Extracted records
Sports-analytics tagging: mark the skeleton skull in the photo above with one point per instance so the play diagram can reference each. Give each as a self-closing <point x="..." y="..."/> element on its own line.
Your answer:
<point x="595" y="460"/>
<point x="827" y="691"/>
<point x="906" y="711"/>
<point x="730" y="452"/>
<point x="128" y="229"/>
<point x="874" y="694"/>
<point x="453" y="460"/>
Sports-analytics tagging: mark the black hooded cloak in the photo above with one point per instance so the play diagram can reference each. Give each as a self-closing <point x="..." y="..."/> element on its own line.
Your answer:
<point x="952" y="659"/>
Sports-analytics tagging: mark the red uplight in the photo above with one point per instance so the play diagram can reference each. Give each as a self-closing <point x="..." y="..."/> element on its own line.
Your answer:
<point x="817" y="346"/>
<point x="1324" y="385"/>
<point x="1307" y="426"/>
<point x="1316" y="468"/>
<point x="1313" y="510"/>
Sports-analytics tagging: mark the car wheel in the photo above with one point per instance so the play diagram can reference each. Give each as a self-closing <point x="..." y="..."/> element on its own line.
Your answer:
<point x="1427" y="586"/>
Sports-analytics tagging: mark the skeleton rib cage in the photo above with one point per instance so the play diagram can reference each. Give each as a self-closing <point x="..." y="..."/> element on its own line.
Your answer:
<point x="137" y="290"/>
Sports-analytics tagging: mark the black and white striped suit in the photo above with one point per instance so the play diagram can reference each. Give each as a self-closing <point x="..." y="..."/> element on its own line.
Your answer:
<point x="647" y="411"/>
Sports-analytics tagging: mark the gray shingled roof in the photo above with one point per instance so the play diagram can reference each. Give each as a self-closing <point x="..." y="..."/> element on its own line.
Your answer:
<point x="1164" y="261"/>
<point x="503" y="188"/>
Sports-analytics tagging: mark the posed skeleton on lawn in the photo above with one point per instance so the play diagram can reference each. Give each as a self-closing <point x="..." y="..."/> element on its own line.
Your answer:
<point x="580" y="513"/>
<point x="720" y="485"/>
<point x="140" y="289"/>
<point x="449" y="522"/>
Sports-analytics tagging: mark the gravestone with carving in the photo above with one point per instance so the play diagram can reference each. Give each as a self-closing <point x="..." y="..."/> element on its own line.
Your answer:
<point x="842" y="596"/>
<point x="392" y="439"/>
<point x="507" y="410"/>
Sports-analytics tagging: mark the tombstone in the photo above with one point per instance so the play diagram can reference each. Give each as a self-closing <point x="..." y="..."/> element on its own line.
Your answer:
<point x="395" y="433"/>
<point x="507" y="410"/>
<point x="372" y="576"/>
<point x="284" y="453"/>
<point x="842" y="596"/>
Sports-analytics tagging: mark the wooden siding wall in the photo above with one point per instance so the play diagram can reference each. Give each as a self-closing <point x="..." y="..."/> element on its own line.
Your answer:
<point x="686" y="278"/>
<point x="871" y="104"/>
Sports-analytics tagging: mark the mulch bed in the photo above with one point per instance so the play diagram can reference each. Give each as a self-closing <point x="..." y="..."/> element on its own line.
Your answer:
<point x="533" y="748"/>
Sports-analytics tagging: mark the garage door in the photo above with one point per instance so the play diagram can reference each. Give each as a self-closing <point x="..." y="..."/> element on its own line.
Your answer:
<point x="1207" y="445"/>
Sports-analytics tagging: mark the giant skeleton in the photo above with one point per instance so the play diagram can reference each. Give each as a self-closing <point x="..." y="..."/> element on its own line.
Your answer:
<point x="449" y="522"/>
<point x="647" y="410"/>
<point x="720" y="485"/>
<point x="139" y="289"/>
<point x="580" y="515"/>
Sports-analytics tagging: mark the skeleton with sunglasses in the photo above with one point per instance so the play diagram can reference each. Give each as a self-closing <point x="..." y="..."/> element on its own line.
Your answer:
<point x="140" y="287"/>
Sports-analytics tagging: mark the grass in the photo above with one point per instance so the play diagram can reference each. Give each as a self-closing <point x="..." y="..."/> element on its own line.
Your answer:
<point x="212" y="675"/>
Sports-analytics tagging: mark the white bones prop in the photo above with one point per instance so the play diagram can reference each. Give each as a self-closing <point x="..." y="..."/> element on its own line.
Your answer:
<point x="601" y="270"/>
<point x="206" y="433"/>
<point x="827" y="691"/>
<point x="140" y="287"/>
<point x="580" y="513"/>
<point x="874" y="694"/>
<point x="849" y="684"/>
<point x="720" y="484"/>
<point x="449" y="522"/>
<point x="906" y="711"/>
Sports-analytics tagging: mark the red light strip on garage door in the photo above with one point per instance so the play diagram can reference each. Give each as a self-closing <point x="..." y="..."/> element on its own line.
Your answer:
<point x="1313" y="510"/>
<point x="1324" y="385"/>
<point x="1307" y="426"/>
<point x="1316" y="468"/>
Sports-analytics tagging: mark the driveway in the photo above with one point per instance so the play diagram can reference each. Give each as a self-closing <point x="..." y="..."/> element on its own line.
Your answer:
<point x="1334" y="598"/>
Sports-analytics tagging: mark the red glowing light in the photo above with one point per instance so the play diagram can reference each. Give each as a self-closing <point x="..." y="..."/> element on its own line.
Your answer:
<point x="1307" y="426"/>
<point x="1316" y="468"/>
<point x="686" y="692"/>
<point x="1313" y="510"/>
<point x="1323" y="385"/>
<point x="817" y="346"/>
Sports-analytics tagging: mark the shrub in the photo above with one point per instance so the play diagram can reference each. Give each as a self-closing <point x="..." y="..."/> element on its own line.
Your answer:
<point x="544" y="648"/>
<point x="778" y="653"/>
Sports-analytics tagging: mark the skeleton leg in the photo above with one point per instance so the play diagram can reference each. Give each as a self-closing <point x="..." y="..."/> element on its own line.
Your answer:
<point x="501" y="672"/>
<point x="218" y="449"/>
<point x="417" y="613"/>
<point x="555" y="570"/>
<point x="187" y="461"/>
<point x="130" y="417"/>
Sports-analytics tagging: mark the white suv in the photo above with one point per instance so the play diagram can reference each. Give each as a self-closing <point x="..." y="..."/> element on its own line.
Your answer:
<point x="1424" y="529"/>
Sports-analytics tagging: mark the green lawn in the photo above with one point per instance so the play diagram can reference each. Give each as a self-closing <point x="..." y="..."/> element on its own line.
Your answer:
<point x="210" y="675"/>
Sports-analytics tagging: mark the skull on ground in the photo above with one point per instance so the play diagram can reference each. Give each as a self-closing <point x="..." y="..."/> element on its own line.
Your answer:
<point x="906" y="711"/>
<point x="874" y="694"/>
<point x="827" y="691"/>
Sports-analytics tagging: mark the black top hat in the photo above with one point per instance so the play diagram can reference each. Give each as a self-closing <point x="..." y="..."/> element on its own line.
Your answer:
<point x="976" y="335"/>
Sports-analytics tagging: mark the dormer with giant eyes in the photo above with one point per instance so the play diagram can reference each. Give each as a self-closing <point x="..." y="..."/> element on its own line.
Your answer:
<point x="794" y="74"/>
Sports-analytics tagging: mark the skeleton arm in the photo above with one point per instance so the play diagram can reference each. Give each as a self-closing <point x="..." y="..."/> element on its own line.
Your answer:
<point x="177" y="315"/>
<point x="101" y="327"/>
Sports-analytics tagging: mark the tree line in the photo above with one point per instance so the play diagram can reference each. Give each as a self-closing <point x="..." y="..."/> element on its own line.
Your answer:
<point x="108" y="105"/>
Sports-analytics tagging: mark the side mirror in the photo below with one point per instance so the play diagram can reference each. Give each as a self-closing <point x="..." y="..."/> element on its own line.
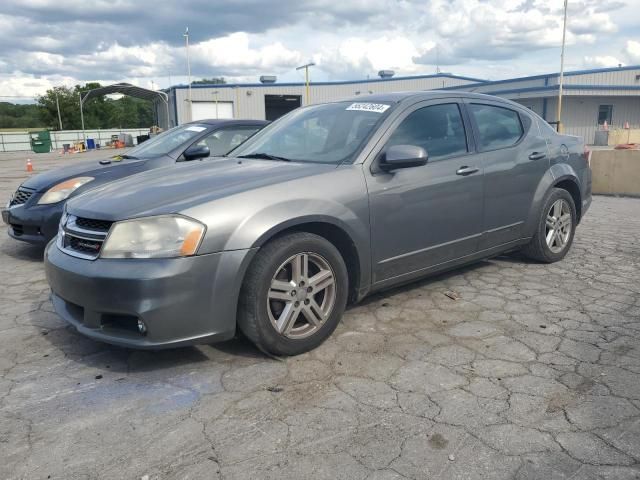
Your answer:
<point x="403" y="156"/>
<point x="196" y="151"/>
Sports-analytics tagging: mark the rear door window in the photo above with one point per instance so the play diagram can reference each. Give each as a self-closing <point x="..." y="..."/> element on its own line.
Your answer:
<point x="498" y="127"/>
<point x="438" y="129"/>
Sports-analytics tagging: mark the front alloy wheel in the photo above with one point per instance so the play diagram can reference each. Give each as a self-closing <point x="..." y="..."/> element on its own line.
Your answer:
<point x="302" y="295"/>
<point x="293" y="294"/>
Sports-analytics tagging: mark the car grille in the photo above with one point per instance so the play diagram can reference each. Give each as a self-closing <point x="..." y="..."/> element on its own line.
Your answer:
<point x="82" y="237"/>
<point x="91" y="224"/>
<point x="21" y="196"/>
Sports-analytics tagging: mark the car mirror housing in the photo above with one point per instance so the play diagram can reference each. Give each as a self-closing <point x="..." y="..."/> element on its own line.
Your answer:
<point x="403" y="156"/>
<point x="196" y="151"/>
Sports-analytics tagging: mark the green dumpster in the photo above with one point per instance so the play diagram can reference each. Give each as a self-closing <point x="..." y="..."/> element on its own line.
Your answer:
<point x="41" y="141"/>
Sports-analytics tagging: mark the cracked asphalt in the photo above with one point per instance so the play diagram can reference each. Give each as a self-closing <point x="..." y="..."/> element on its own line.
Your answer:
<point x="533" y="372"/>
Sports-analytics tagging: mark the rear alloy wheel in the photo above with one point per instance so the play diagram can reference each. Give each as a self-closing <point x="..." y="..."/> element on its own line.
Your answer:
<point x="294" y="294"/>
<point x="556" y="228"/>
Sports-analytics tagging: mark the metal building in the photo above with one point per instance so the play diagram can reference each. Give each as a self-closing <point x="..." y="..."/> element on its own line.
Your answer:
<point x="590" y="96"/>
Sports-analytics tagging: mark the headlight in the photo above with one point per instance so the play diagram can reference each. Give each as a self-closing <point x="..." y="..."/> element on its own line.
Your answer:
<point x="153" y="237"/>
<point x="63" y="190"/>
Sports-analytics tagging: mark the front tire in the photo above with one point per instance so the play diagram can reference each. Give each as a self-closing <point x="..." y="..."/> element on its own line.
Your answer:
<point x="556" y="228"/>
<point x="294" y="294"/>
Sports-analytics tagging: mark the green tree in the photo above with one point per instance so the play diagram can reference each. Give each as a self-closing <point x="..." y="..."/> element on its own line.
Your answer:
<point x="19" y="115"/>
<point x="69" y="108"/>
<point x="99" y="112"/>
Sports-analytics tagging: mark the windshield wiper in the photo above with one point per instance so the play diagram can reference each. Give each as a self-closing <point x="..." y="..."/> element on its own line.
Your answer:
<point x="265" y="156"/>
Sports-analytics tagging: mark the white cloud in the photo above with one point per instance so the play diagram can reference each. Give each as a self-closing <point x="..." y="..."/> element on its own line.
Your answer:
<point x="364" y="55"/>
<point x="234" y="52"/>
<point x="632" y="51"/>
<point x="602" y="61"/>
<point x="55" y="42"/>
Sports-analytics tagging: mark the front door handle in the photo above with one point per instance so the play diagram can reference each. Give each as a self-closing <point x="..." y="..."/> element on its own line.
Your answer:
<point x="537" y="156"/>
<point x="466" y="170"/>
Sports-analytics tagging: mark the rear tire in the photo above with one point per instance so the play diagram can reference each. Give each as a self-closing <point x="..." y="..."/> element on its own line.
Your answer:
<point x="294" y="294"/>
<point x="555" y="229"/>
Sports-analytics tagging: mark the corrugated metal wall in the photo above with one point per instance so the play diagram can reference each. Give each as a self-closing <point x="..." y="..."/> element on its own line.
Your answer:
<point x="580" y="114"/>
<point x="249" y="100"/>
<point x="580" y="107"/>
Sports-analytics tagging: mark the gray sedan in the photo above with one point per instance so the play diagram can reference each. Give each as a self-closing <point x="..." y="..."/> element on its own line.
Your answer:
<point x="324" y="206"/>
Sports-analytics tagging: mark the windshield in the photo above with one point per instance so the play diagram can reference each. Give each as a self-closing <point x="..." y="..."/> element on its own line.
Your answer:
<point x="166" y="141"/>
<point x="329" y="133"/>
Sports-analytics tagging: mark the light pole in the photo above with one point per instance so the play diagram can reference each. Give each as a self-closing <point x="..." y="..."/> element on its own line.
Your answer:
<point x="564" y="36"/>
<point x="84" y="137"/>
<point x="58" y="107"/>
<point x="306" y="78"/>
<point x="186" y="38"/>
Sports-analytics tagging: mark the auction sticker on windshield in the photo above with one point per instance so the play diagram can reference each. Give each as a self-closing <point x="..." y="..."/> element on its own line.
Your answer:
<point x="368" y="107"/>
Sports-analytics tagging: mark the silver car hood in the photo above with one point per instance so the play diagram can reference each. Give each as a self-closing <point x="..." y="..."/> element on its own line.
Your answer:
<point x="179" y="187"/>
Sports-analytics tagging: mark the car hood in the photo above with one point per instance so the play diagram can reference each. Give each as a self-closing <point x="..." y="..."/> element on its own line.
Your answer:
<point x="44" y="181"/>
<point x="179" y="187"/>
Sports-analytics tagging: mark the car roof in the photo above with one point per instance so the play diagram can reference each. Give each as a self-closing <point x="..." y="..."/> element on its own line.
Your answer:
<point x="230" y="122"/>
<point x="397" y="97"/>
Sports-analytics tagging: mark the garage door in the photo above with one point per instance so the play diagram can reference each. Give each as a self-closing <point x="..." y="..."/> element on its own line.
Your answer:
<point x="202" y="110"/>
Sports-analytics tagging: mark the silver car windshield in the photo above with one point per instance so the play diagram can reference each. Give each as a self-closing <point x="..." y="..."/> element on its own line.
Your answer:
<point x="167" y="141"/>
<point x="329" y="133"/>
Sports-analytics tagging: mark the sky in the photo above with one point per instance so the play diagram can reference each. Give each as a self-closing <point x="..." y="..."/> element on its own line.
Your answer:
<point x="46" y="43"/>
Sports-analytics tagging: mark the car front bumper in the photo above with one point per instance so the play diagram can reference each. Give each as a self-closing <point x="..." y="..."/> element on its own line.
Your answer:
<point x="36" y="224"/>
<point x="181" y="301"/>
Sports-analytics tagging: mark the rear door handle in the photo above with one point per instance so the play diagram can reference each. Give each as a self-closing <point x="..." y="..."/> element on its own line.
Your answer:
<point x="466" y="170"/>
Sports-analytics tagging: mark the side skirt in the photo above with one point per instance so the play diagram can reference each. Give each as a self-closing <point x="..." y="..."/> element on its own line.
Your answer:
<point x="442" y="267"/>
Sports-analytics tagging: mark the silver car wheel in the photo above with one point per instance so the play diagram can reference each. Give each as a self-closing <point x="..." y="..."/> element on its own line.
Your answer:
<point x="301" y="295"/>
<point x="558" y="226"/>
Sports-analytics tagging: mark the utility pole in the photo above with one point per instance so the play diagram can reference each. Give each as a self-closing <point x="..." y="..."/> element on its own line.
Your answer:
<point x="215" y="94"/>
<point x="306" y="78"/>
<point x="564" y="36"/>
<point x="84" y="138"/>
<point x="58" y="107"/>
<point x="186" y="37"/>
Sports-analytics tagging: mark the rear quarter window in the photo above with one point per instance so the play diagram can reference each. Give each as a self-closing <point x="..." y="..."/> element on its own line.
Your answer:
<point x="498" y="127"/>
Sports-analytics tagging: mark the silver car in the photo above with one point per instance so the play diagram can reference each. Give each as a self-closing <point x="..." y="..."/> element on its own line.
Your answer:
<point x="326" y="205"/>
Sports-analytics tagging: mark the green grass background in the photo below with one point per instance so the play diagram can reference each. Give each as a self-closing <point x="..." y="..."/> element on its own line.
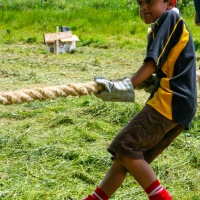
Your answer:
<point x="57" y="148"/>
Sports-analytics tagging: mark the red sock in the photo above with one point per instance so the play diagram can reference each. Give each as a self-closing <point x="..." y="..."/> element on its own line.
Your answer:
<point x="156" y="192"/>
<point x="97" y="195"/>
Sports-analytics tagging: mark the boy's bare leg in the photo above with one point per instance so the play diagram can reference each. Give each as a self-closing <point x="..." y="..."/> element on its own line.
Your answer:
<point x="114" y="178"/>
<point x="139" y="169"/>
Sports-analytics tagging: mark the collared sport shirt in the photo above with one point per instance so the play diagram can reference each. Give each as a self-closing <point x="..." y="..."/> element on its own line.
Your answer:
<point x="171" y="46"/>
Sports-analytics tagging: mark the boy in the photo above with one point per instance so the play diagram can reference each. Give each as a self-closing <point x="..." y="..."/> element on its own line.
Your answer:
<point x="169" y="110"/>
<point x="197" y="10"/>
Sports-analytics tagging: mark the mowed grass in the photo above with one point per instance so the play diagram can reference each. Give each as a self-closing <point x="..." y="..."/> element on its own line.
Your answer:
<point x="57" y="148"/>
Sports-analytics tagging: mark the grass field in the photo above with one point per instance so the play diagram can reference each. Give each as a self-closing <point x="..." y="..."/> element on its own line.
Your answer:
<point x="53" y="149"/>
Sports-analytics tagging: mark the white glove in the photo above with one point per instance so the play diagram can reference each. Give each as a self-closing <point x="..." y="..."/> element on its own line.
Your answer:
<point x="116" y="91"/>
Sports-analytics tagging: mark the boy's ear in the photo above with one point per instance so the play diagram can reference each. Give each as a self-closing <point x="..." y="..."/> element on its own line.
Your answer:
<point x="171" y="4"/>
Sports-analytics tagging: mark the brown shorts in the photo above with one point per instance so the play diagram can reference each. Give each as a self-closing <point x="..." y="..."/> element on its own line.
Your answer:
<point x="145" y="136"/>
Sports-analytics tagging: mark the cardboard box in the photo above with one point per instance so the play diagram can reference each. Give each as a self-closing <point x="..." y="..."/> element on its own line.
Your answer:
<point x="60" y="42"/>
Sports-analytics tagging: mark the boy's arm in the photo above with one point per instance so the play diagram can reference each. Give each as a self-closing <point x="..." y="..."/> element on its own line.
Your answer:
<point x="143" y="73"/>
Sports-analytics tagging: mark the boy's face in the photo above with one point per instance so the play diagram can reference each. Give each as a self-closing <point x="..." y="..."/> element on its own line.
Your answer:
<point x="151" y="10"/>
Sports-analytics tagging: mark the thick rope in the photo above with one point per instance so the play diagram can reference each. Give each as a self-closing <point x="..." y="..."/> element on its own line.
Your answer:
<point x="52" y="92"/>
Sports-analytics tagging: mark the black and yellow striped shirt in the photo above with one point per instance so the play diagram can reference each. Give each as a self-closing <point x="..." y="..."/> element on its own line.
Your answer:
<point x="171" y="46"/>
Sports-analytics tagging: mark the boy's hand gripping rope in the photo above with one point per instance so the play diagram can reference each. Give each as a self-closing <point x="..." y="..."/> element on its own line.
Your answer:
<point x="51" y="92"/>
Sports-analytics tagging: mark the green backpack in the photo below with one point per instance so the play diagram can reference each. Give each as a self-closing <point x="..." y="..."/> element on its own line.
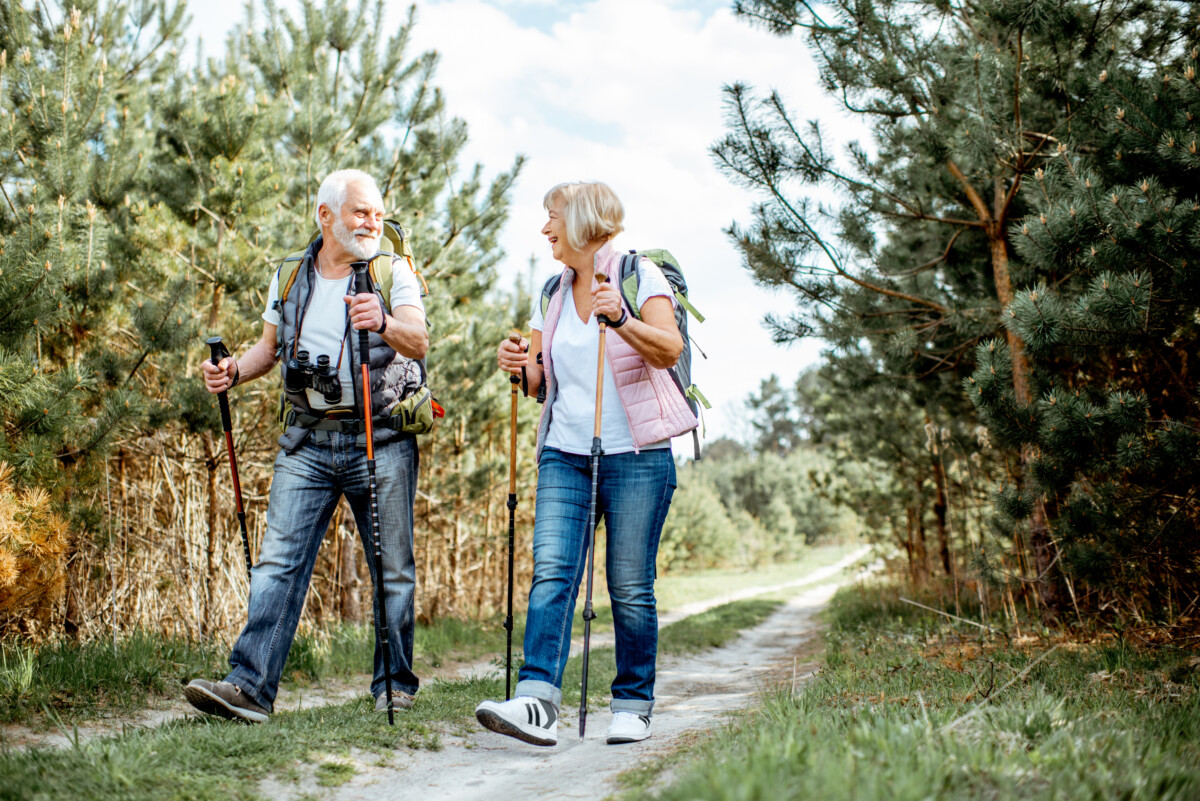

| GIVEN EXERCISE |
Pick out every line in the material above that contains the word "metal" and copy each one in full, treating case as significant.

| ANSWER TO THE PROBLEM |
Sports-analytics tagging: mark the metal building in the photo above with one point per instance so the play diagram can reference each. Give each as a self-closing <point x="..." y="..."/> element on its own line.
Sports-analytics tagging: mark the corrugated metal wall in the photo above with one point per instance so the play diagram can reference each. Give each as a self-closing <point x="..." y="..."/> element on its own line.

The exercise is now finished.